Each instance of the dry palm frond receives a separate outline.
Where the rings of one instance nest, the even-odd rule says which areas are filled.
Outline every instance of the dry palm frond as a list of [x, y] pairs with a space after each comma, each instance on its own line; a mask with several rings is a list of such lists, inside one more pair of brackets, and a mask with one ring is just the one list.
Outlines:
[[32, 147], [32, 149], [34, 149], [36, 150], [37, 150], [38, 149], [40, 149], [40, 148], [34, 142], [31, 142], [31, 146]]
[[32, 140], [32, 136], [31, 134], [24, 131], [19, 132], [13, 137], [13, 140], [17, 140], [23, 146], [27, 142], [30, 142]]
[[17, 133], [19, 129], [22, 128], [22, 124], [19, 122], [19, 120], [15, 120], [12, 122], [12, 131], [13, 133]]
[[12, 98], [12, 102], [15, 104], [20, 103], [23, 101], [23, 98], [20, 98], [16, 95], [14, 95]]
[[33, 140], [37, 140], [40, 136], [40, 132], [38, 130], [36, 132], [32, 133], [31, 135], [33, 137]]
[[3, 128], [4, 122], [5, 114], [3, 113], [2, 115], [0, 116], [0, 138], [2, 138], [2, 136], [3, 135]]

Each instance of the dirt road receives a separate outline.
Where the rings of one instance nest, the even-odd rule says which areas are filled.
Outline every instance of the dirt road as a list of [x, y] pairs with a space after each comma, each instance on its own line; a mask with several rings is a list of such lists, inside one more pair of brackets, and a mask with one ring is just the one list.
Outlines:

* **WHAT THIS TASK INVOLVES**
Convert every line of the items above into a JSON list of strings, one string per line, and leave out the blank lines.

* **ANSWER TO THIS TASK**
[
  "Each instance of the dry palm frond receives a separate outline.",
  "Where the rings of one instance nest, the even-odd rule says which areas are filled.",
  "Outline every instance of the dry palm frond as a list of [x, y] pairs with a space after each comma, each instance on its own line; a mask with several rings is a list of such lists, inside one more pair of brackets, and a mask with one ring is just the one list.",
  "Outlines:",
  "[[32, 147], [32, 149], [34, 149], [36, 150], [37, 150], [38, 149], [40, 149], [40, 148], [34, 142], [31, 142], [31, 146]]",
  "[[32, 140], [32, 136], [31, 134], [24, 131], [19, 132], [13, 137], [13, 140], [17, 140], [23, 146], [27, 142], [30, 142]]",
  "[[17, 133], [19, 129], [22, 128], [22, 124], [19, 122], [19, 120], [15, 120], [12, 122], [12, 131], [13, 133]]",
  "[[12, 98], [12, 102], [15, 104], [20, 103], [23, 101], [23, 98], [20, 98], [16, 95], [14, 95]]",
  "[[33, 140], [37, 140], [40, 136], [40, 132], [38, 130], [36, 132], [32, 133], [31, 135], [33, 137]]",
  "[[3, 128], [4, 122], [5, 114], [3, 113], [2, 115], [0, 116], [0, 138], [2, 138], [2, 136], [3, 135]]",
  "Each instance of the dirt road receives a separate outline.",
  "Where the rings of one instance nest, the even-odd rule says which areas are filled.",
  "Outline every instance of the dirt road as a list of [x, y] pairs with a space after each comma, each instance on its own line; a mask with several rings is a list of such lists, inside one more pair of brackets, and a mask with one ring is just the one list.",
  "Outlines:"
]